# Quoted text:
——

The mistake is understandable. For as long as I’ve been a Catholic writer, the Catholic Blogisterium has often spoken as if progressivism were the only liberal political ideology drawing people away from the true faith. And there’s indeed a statistical correlation between religiosity and the left-right political spectrum. But that’s religiosity, which is not the same thing as fidelity to Church doctrine. Throughout the Church’s history, there have always been people who went to Mass daily, said prayers frequently, and participated in numerous devotions but whose words and actions showed they didn’t “get” the gospel message.
In theory, politics should follow from religion because religion sets the metaphysical, ethical, and anthropological contexts for ordering the human community. In reality, however, it’s not so clear-cut. Our natural world experience, which includes our understanding of other people and community, influences our cosmological, ethical, and anthropological assumptions. The degree to which the weather outside reflects the weather inside (and vice versa) differs from person to person. Catholics enculturating within a non-Catholic society risk absorbing non-Catholic attitudes, values, and behaviors, losing those which differentiate us and exclude us from the mainstream.

——

Collected data entries:
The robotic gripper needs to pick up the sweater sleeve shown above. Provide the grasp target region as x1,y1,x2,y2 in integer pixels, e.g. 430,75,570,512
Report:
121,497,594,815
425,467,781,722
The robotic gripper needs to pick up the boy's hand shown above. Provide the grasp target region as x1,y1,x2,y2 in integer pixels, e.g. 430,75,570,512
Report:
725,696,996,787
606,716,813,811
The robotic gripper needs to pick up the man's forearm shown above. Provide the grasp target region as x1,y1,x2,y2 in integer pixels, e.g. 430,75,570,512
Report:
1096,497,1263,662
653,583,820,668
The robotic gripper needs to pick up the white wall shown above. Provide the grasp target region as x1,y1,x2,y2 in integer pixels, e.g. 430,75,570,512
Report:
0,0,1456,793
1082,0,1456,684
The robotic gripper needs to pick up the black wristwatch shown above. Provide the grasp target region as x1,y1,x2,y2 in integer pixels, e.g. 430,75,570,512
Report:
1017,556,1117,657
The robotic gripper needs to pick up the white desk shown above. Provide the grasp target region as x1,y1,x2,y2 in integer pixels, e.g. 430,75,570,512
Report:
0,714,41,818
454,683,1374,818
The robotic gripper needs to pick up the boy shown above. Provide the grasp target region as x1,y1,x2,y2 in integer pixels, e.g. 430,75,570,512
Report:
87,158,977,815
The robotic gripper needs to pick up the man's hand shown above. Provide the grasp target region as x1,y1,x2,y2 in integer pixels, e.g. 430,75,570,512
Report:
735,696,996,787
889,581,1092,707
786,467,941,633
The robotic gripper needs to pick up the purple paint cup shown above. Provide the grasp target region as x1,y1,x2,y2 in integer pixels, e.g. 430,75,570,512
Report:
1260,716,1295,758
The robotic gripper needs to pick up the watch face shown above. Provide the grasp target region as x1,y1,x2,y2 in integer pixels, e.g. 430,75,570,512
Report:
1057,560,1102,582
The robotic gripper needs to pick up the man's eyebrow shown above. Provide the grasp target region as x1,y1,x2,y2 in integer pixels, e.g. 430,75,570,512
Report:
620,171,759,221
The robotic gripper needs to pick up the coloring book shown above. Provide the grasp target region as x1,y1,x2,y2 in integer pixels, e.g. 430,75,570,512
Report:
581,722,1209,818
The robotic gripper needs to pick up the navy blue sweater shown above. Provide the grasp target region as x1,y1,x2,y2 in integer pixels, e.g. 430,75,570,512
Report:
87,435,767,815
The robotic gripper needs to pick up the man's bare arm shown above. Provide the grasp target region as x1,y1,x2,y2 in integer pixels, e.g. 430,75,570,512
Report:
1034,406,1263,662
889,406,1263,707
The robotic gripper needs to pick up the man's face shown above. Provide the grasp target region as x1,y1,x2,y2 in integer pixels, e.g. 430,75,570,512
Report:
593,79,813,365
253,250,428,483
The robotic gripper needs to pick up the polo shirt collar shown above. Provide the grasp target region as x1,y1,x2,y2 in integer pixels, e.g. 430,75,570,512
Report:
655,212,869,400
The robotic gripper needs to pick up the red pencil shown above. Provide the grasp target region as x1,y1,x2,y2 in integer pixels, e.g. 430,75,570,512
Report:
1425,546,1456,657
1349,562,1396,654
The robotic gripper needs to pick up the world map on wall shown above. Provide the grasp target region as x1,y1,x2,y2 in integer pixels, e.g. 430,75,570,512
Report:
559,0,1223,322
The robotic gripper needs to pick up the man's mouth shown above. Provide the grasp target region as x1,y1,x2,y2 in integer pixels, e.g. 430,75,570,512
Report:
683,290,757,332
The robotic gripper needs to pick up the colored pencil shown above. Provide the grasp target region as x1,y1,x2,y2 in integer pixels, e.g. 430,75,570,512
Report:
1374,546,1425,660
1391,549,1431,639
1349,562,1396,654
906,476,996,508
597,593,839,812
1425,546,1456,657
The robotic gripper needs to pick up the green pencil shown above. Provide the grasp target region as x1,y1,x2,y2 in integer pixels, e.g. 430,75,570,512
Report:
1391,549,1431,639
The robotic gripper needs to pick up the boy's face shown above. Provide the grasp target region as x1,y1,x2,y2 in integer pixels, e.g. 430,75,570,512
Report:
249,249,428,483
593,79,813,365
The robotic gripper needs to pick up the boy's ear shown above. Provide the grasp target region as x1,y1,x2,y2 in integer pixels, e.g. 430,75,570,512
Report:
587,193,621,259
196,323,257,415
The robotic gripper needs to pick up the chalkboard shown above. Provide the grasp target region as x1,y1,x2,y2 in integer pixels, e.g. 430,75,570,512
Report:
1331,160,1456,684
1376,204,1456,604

——

# Task A:
Copy the essay on faith and politics from "In theory, politics" to "from the mainstream.", swapping "weather" for "climate".
# Task B:
Write the next part of the essay on faith and politics, picking up after its final sentence.

# Task result A:
In theory, politics should follow from religion because religion sets the metaphysical, ethical, and anthropological contexts for ordering the human community. In reality, however, it’s not so clear-cut. Our natural world experience, which includes our understanding of other people and community, influences our cosmological, ethical, and anthropological assumptions. The degree to which the climate outside reflects the climate inside (and vice versa) differs from person to person. Catholics enculturating within a non-Catholic society risk absorbing non-Catholic attitudes, values, and behaviors, losing those which differentiate us and exclude us from the mainstream.

# Task result B:
The Catholic Charities Conundrum
Nevertheless, letting a secular political ideology drive one’s religion is a mistake. Ideologies, whether they lean left or right, act much like the “pods” in the movie Invasion of the Body Snatchers: They slowly strangle authentic religiosity, replacing it with a substitute that imperfectly mimics the accidents while masking an alien essence. They do this because they embed fundamental philosophical assumptions at odds with orthodox Christianity, some even hostile to all religion. Under the influence of ideology, we become liberals (in the broad sense) and anarchists in essence, distinguishable as Catholics only by accidence.
Let’s take as our example Catholic Charities: Giving food to the hungry, giving drink to the thirsty, clothing the naked, and welcoming the stranger are four of the corporal works of mercy derived from the Judgment of the Nations passage in Matthew 25:31-46. No one “deserves” or “merits” mercy because, in the Catholic understanding, mercy takes no account of merit or desert. Mercy is the gift of a generous, compassionate heart, an act of love. To ask whether someone “deserves” to be poor or sick is to assume a position of moral superiority to which we aren’t entitled (Matthew 7:1-5).
So if some of the people Catholic Charities helps happen to be undocumented immigrants, what of it? That’s ICE’s problem. It’s our duty as Catholics to obey the law, so far as obeying it does not cause us to do evil or forsake Christ. It’s our duty to avoid rash judgment by assuming bad intentions on CC’s part. However, it’s not our duty to enforce the law unless we work for the appropriate government agencies tasked to do so. And it’s not our job to punish people for border-jumping by depriving them of life’s necessities.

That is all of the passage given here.